→ **BRIEF**: Could you put every line of the items below into a JSON list of strings, one string per line, with blank lines left out?

** Begin STORED DATA **

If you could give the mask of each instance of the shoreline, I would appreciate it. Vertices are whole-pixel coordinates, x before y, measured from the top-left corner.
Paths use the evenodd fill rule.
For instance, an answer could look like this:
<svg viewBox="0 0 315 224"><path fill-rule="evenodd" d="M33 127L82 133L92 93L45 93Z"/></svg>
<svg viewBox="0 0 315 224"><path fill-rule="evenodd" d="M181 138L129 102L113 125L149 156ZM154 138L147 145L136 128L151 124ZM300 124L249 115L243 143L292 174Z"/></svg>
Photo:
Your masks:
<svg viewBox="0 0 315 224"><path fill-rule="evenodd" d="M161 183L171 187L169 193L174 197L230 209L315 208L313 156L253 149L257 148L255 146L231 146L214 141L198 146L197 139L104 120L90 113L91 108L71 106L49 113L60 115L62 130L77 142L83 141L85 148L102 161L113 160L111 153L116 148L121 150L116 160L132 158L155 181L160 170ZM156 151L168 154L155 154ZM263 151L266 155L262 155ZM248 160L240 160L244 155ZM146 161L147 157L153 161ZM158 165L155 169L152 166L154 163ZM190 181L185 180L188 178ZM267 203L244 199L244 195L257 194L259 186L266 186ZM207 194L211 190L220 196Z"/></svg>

** End STORED DATA **

→ **SOLUTION TO THIS EXERCISE**:
[
  "If you could give the mask of each instance of the shoreline, I would appreciate it. Vertices are whole-pixel coordinates, x before y, measured from the top-left corner.",
  "Paths use the evenodd fill rule.",
  "For instance, an answer could look like this:",
  "<svg viewBox=\"0 0 315 224\"><path fill-rule=\"evenodd\" d=\"M33 127L82 133L92 93L45 93Z\"/></svg>",
  "<svg viewBox=\"0 0 315 224\"><path fill-rule=\"evenodd\" d=\"M181 138L129 102L113 125L149 156ZM154 138L147 145L136 128L151 124ZM300 124L249 115L243 143L292 174Z\"/></svg>",
  "Photo:",
  "Your masks:",
  "<svg viewBox=\"0 0 315 224\"><path fill-rule=\"evenodd\" d=\"M161 183L171 187L169 193L174 197L230 209L315 208L313 156L253 149L257 148L255 146L231 146L214 141L198 146L197 139L104 120L90 113L91 108L71 106L49 113L60 115L62 130L77 142L83 141L85 148L102 161L113 160L111 153L116 148L121 150L116 160L132 158L155 181L160 170ZM156 151L168 154L155 154ZM263 151L266 155L262 155ZM248 160L240 160L244 155ZM146 161L147 157L153 161ZM158 165L155 169L152 166L154 163ZM190 181L185 180L188 178ZM267 203L244 199L244 195L257 194L259 186L266 186ZM207 194L211 190L220 196Z\"/></svg>"
]